→ Задание: Чьи мемуары, согласно исходному тексту о Пушкине, приговорены как фальшивки?

18. 10. Пушкины, Гончаровы и д-Антес в письме Софь

Поль Читальский
18.10. Пушкины, Гончаровы и д-Антес в письме Софьи Карамзиной
10-я серия сериала "18. Пушкин и женка НН. Очерки истории сватовства и погибельного счастья"

(18 - cвидетельские показания С.К.)

Наша казенная "пушкинистика" с ее неустанной заботой о чистоте мундира Нашего Всего и неприкасаемостью его персоны отвергает всю мемуарную и исследовательскую литературу, в которой поэт-человек Пушкин выглядит не таким чистым и пушистым, как того требует Доска учета Почета и догматы "идеологической школы научного патриотизма".

Так, например, мемуары Софи Карамзиной, Долли Фикельмон, А.О. Смирновой-Россет или А. Араповой приговорены как фальшивки фриков и лживые фальсификаты, порочащие идеализированный облик нацгения русской словесности, борца за счастье трудовой черни и революсьонера-декабриста, сложившего голову в борьбе с царизмом ...

Для армады "казенных пушкинистов" от ООО "Отбеливания и химчистки" А.С. Пушкин не был помещиком-консерватором и монархистом, сервилистом дежурной части царской власти, отступником и ренегатом в общественной жизни, несправедливым критиком и уставшим поэтом, неудачным историком, издателем и журналистом, карточным игроком и прелюбодеем, жившим не по средствам на грани мотовства...

→ Набор записей:
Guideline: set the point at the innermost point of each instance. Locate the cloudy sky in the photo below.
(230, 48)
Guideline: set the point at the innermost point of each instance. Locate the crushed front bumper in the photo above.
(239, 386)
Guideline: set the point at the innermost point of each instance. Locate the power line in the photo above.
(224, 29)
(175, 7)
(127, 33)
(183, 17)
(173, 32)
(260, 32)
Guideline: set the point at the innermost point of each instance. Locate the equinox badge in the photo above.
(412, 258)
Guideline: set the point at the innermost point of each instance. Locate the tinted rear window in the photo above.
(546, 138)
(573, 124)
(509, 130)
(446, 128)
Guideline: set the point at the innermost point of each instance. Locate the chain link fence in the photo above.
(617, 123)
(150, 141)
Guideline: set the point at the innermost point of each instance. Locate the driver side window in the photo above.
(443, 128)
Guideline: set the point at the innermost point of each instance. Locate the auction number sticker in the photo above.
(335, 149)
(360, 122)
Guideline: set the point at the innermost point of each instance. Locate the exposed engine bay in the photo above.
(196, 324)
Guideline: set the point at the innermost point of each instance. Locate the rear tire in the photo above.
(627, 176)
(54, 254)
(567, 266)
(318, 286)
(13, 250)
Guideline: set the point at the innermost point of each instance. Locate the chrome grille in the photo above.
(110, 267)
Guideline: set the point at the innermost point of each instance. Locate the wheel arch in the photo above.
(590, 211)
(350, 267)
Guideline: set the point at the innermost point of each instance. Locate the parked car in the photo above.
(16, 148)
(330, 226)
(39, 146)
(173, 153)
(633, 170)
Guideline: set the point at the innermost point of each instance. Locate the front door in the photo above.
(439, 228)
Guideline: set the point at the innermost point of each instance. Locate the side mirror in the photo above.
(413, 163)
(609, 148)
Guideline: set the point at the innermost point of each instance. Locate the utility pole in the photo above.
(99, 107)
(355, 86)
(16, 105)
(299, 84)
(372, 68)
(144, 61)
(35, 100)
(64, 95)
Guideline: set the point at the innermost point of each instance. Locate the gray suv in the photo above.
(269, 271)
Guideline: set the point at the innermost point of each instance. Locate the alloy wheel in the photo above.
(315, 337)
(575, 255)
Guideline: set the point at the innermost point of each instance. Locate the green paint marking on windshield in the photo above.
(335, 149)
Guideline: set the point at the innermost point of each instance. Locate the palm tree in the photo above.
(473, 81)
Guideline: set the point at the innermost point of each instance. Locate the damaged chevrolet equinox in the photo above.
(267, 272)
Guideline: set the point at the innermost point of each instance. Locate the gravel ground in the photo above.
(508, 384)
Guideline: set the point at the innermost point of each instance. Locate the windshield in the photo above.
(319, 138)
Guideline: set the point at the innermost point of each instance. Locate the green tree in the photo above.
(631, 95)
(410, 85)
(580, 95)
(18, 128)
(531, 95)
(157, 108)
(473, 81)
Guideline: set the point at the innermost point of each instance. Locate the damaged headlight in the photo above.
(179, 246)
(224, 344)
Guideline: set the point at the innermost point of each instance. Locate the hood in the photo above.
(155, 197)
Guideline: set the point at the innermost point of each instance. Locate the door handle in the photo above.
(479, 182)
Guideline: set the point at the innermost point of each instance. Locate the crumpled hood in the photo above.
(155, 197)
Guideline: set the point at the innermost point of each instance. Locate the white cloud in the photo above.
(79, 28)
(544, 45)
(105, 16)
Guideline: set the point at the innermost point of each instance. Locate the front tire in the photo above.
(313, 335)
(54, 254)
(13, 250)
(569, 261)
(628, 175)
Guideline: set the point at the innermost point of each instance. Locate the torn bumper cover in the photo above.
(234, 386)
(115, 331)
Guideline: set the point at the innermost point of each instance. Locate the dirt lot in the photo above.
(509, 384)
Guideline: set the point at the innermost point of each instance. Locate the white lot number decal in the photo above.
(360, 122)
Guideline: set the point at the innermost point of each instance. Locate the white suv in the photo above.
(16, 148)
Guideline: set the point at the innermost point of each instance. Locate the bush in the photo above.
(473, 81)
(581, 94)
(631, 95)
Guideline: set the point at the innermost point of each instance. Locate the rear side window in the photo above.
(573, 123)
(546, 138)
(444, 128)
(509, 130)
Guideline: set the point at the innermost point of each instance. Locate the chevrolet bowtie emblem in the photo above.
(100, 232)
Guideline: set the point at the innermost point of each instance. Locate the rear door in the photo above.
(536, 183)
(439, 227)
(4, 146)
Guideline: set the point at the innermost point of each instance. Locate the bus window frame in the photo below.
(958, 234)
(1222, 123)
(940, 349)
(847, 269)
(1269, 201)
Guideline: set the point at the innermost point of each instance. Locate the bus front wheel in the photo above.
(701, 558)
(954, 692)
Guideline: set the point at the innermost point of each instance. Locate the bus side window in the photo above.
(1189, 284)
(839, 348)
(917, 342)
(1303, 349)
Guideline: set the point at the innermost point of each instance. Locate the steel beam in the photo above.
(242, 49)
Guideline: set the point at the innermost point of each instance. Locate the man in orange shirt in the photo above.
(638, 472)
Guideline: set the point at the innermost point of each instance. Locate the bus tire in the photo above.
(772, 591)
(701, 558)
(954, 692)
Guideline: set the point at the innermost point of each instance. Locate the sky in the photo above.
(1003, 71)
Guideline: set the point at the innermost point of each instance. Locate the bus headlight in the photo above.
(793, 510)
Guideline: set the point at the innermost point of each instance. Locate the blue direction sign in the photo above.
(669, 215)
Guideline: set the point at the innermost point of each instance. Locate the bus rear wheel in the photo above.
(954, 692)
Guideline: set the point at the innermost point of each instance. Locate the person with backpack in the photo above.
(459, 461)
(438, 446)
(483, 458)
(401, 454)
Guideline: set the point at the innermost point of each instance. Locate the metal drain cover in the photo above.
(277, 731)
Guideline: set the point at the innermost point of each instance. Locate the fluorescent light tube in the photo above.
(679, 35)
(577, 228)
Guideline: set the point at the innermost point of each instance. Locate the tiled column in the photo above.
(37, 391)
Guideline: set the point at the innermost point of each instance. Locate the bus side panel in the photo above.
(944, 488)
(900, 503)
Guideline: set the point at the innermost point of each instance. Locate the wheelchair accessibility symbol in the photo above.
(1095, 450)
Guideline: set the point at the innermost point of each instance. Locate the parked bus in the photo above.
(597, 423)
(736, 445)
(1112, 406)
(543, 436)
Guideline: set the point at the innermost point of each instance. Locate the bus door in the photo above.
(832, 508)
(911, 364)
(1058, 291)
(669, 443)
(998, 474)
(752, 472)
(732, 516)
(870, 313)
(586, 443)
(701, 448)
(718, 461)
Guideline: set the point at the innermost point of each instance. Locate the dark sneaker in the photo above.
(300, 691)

→ Ответ: Мемуары Софи Карамзиной, Долли Фикельмон, А.О. Смирновой-Россет и А. Араповой.